Entries taken from a collection
/---
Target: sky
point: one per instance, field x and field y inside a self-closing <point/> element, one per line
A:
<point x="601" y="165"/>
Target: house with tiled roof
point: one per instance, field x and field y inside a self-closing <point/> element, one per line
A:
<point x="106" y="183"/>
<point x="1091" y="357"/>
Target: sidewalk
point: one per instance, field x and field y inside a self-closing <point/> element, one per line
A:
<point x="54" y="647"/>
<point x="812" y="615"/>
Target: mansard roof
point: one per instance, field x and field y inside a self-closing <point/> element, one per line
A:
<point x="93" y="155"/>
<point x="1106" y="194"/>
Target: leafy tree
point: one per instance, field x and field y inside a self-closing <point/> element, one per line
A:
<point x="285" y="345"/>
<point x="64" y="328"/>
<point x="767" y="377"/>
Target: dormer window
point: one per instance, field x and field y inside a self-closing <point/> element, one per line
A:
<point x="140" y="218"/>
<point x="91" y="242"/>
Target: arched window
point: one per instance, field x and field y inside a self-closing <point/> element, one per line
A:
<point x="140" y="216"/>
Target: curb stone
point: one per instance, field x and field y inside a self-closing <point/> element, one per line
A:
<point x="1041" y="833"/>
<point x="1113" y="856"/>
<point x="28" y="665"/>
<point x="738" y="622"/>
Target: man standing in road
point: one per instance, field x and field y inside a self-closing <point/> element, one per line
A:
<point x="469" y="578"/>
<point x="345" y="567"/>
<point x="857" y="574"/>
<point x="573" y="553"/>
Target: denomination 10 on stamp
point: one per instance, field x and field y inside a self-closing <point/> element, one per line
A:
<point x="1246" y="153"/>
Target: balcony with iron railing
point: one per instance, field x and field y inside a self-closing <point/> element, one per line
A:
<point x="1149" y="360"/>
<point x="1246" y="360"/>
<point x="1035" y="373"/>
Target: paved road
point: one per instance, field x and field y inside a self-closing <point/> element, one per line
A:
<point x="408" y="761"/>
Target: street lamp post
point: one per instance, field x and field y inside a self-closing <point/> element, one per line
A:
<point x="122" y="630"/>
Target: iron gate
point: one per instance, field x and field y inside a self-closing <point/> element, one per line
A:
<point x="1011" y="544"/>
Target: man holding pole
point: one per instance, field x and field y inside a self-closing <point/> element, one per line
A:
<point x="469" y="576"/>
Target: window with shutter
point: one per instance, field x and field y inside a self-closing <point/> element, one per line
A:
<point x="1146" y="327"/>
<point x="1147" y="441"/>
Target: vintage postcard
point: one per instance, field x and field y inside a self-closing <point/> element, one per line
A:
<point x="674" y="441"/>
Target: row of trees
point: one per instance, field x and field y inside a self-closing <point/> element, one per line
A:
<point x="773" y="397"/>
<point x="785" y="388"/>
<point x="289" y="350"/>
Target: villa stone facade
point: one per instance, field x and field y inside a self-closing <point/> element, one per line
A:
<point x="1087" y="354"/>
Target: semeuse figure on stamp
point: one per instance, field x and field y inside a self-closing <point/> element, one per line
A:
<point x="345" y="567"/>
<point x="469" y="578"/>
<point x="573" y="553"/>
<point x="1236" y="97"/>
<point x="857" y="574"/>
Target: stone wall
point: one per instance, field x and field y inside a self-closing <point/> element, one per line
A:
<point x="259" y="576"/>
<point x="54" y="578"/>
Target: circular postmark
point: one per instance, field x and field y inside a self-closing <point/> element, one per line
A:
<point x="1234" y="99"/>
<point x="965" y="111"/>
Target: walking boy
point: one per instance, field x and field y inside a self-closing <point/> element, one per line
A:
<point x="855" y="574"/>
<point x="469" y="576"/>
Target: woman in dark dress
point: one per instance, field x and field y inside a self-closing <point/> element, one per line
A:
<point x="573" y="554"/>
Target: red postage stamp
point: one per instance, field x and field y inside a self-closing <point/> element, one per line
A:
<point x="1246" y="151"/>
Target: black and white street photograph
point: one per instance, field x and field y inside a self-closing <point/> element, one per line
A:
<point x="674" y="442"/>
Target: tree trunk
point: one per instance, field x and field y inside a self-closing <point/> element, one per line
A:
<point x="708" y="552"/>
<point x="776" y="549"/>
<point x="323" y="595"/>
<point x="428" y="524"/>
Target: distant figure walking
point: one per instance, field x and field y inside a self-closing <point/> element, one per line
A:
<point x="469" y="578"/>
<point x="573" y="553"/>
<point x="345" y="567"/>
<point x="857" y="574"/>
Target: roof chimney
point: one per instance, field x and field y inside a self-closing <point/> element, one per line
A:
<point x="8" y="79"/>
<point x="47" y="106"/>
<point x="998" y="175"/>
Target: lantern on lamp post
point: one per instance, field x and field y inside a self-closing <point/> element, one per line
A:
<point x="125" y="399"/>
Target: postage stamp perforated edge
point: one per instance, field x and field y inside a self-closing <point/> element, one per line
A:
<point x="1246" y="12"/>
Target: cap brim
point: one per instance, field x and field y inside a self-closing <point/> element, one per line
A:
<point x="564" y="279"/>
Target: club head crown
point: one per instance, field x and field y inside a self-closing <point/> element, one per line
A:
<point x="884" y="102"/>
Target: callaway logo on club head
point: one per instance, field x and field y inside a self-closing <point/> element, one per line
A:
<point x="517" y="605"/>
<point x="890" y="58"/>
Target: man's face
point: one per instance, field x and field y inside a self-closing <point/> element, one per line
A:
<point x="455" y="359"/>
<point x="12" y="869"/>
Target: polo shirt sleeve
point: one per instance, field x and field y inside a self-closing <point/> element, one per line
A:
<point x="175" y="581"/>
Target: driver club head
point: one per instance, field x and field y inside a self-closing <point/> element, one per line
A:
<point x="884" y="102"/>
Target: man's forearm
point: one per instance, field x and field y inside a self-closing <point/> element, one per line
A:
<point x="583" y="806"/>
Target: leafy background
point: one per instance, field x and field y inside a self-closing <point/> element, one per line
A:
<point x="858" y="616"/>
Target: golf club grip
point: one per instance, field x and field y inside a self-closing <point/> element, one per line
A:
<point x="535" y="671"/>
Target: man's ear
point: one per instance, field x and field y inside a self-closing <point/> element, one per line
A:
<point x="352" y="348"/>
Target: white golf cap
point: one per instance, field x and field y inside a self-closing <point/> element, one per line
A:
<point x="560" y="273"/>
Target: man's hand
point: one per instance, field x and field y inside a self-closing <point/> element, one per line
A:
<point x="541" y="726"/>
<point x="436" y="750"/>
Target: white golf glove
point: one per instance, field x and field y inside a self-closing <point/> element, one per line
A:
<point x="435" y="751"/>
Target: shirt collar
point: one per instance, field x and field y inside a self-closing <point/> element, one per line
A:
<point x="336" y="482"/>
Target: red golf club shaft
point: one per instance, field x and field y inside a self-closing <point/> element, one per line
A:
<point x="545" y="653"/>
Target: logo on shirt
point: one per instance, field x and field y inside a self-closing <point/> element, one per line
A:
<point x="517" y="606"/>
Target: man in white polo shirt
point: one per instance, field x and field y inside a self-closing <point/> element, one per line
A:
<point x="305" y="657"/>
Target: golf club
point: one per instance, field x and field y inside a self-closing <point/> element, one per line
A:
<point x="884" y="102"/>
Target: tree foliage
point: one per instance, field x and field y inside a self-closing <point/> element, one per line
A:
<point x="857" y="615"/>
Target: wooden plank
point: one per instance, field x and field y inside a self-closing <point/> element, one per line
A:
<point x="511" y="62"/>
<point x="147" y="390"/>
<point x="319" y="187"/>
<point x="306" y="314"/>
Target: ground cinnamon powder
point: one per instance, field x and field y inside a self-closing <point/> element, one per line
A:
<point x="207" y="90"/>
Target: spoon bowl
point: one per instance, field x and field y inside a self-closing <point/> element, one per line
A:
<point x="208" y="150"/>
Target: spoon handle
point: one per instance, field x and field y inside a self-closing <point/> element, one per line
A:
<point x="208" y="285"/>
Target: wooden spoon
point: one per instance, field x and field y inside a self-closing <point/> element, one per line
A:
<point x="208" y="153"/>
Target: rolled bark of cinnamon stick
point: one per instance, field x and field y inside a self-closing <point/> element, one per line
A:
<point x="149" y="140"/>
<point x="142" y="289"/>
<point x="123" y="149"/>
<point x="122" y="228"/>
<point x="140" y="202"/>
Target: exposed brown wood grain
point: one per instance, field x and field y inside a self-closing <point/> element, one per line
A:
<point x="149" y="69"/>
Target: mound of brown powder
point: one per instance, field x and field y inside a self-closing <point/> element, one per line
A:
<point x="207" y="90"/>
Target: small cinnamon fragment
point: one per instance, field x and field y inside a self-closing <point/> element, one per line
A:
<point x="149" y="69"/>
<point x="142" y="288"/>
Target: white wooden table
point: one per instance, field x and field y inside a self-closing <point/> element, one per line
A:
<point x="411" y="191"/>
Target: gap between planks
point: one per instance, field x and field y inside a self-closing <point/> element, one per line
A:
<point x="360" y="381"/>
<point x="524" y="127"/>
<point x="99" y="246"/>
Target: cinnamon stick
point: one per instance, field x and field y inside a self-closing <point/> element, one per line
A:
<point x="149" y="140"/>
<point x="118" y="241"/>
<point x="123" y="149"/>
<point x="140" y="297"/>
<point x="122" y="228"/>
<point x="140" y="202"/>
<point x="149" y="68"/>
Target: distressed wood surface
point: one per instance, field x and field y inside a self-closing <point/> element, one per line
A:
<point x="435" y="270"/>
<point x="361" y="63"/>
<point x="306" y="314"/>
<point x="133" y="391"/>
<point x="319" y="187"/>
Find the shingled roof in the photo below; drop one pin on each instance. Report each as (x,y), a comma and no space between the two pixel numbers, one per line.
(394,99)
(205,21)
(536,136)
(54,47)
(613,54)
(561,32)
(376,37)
\---
# WHAT YOU ARE ASKED TO DO
Answer with a single number: the count of lines in the entries that hold the word "spoon".

# YOUR RESPONSE
3